Bill writes in a simple, direct style. Short chapters split into short sections. Short sentences, too, with just-right regional touches. A bar deploys empty spools of electrical wire as tables; the Kentucky boxer gets around in a "primered Ford Galaxy"; the wife of a gun shop owner spends her days eating "fried chicken livers breaded with her mother's secret recipe and watch[ing] the Home Shopping Network on satellite." Liz and Angus sell their meth during shift changes at the local parts factory, which makes sense. Rural areas rarely enjoy full-blown auto factories, settling instead for supply-chain plants that churn out components like glove boxes or headlights.
Still, with Bill it always comes back to violence. His gift for inventive depravity-the debt collector uses fishing hooks in an acupuncture torture session-is undeniable. Even the minor bits of action get tender loving care. This might sound very Hollywood but the gore feels more like a video game. Bill doesn't linger on the gunman grabbing his weapon or taking aim. He traces the bullet dismembering the body-the moment when, in a game, the pixels rip, explode, or mist. "Angus raised the .45 to Flat's ash-smudged face," reads a typical passage. "Pulled the trigger. Red parted white. Flat lost his shape, fell to the earth."
Donnybrook has not so much a plot as loose scenes of capering after the meth. At one point, the deputy sheriff discovers a husband and wife cooking inside their fumy trailer. The woman wears a rayon nightgown, the man a filthy too-small T-shirt. Three children are there, too, sitting on "a red vinyl front seat pulled from a '77 Monte Carlo." This isn't even a key location-no other characters pass through-but that just makes it feel more representative of Donnybrook's world. This is a bleak, bleak book.
It's significant that both Bill and the senior statesman of the genre, Donald Ray Pollock of Ohio, have more than distant memories of a hometown childhood to draw on. Both men have spent most of their lives in the places they write about-including decades working there like anyone else. Each grew up in the southern part of his state, where the "Midwest" owes as much to the South as it does to, say, the Great Lakes, and both have kept notebooks on the job in a factory where they scribbled down co-workers' harrowing stories.

### Directions for this task
Please answer from the excerpt on Donnybrook: when and where do Liz and Angus sell their meth? The material that comes next is from a different source than the excerpt.

### Supplied records
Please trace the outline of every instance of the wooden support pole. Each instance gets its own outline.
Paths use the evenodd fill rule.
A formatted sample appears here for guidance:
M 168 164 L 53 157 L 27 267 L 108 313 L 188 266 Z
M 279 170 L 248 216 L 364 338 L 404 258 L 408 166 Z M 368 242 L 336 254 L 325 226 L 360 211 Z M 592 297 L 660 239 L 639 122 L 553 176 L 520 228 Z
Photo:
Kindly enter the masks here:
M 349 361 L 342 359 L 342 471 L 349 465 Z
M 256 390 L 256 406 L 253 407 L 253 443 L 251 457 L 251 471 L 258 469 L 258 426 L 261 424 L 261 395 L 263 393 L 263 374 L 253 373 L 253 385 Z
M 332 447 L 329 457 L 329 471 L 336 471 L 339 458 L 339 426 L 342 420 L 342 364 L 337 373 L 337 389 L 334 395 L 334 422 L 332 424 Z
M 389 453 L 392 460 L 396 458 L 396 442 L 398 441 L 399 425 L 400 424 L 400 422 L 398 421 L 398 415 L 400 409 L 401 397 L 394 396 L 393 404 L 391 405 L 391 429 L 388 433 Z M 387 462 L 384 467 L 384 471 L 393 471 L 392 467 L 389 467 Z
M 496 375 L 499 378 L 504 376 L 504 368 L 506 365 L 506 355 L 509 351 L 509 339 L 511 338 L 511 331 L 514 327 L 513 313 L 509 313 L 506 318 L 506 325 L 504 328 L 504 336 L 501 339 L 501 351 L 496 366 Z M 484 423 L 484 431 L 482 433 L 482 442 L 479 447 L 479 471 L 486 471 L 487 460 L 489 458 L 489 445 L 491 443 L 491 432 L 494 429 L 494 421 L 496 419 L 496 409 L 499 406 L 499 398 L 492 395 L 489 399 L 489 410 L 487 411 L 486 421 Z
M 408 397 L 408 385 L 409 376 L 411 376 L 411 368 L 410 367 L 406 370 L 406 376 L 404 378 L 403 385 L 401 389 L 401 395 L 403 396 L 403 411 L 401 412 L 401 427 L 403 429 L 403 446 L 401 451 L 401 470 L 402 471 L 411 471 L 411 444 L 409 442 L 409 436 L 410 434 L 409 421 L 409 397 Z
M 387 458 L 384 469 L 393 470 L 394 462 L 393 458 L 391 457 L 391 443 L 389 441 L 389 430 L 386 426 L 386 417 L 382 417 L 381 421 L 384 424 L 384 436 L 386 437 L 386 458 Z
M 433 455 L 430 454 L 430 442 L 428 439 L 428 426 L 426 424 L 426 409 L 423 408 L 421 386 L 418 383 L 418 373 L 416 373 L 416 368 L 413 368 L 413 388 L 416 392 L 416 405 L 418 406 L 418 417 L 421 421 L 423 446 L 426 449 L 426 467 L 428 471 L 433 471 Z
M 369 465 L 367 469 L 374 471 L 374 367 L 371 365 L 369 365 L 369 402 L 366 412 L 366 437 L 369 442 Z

### Exercise result
During shift changes at the local parts factory.